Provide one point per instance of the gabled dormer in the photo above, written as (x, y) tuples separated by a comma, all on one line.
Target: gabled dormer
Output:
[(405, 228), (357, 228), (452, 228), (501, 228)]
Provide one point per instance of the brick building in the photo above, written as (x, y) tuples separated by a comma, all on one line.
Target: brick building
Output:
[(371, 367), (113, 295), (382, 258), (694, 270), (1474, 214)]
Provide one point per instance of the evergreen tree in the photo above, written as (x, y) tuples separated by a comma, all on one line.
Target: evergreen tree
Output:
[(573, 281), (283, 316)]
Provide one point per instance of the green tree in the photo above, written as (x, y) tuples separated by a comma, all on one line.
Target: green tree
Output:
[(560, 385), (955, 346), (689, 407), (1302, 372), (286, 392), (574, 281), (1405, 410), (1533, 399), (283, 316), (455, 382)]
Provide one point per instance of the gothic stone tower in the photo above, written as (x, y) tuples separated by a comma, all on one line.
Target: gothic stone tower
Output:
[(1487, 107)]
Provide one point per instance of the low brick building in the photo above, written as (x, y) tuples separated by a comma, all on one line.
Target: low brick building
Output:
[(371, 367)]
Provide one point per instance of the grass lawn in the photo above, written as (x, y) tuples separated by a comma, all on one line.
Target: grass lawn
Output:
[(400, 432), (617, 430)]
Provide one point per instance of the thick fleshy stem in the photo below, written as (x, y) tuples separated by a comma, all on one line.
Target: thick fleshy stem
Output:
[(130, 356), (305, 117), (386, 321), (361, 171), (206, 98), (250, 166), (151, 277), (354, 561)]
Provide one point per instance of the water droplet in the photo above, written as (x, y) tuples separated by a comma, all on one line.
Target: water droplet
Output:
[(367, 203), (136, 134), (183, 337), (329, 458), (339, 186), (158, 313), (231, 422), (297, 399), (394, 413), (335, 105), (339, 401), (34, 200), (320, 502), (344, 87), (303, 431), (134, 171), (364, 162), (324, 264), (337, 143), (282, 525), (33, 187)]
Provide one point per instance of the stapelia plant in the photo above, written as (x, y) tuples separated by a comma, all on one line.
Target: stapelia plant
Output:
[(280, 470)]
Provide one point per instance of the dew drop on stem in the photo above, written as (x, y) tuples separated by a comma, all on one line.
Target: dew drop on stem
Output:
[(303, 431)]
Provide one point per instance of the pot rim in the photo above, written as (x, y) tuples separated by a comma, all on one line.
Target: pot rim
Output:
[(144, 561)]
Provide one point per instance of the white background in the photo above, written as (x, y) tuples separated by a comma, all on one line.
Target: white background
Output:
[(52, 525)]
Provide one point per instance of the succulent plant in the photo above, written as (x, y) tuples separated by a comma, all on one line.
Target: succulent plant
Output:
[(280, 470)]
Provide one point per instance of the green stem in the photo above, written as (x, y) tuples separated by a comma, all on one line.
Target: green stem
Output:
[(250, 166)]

• [Directions]:
Transcribe all of the entries above word for word, preserving every character, from the first line to the last.

• [Problem solution]:
Provide one point per instance of the gabled dormer in the photo above, written as (x, y) tuples separated by a comma, all on one line.
Target: gabled dormer
Output:
[(405, 228), (357, 228), (452, 228), (501, 228)]
Provide one point per instance of the brick building in the photo above, written as (x, y) tuples separated by a comma, all on one line.
Target: brick building
Output:
[(371, 367), (113, 295), (382, 258), (694, 270), (1474, 214)]
Provide one point per instance of the evergreen tree in the photo above, written as (x, y) tuples separated by a comma, all on one line.
Target: evergreen tree
Output:
[(573, 281), (283, 316)]
Provide one point per instance of the green tree in the photo above, written as (x, y) tuples separated by a comma, all on one line.
Target: green tree
Output:
[(560, 385), (955, 346), (689, 407), (1302, 372), (286, 392), (574, 281), (1405, 410), (1533, 399), (283, 316), (455, 382)]
Provide one point per instance of the gothic stone tower in the photo above, written as (x, y) tuples separated by a comma, all on one line.
Target: gothic stone tower
Output:
[(1487, 107)]
Provide one point per instance of the low brick building in the photo above, written as (x, y) tuples separated by a comma, all on one line.
Target: low brick building
Output:
[(371, 367)]
Provide one point per instance of the grass lawn in the photo above, written as (x, y) tuples separated by a comma, all on one line.
Target: grass lawn
Output:
[(400, 432), (617, 430)]
Provide one point per instance of the thick fleshy stem in the photo below, written as (x, y) tuples separated by a comma, all on one line.
Target: thick fleshy stem
Output:
[(130, 356), (305, 117), (386, 321), (361, 171), (206, 98), (250, 166), (151, 277), (354, 561)]
Provide one point per instance of the water droplet in the photo above, written as (x, y) tuples separated by a comma, all on one line.
Target: water droplet
Output:
[(367, 203), (136, 134), (183, 337), (329, 458), (339, 186), (158, 313), (231, 422), (297, 399), (394, 413), (335, 105), (339, 401), (34, 200), (320, 502), (344, 87), (303, 431), (134, 171), (364, 162), (324, 264), (337, 143), (282, 525), (33, 187)]
Provide one point per instance of the stapelia plant in the photo above, written as (x, y) tuples separated by a comma, all on one line.
Target: stapelia plant
Output:
[(280, 470)]
Provide one point per instance of the dew drop on stem in the photo above, written as (x, y) tuples separated by a comma, all on one line.
Target: dew drop on stem
Output:
[(303, 431)]
Provide one point per instance of the pot rim in the photo above, written as (x, y) tuples separated by a comma, all on one line.
Target: pot rim
Output:
[(144, 561)]
Provide one point per instance of the white background in the photo above, written as (x, y) tuples separated by a comma, all on one line.
Target: white background
Output:
[(52, 525)]
Provide one point per instance of the succulent plant in the photo above, written as (x, y) tuples separated by a comma, all on one line.
Target: succulent plant
Output:
[(280, 470)]
Provide one point per instance of the green stem in the photo above, written as (x, y) tuples separated by a comma, all on one line.
Target: green stem
Output:
[(250, 166)]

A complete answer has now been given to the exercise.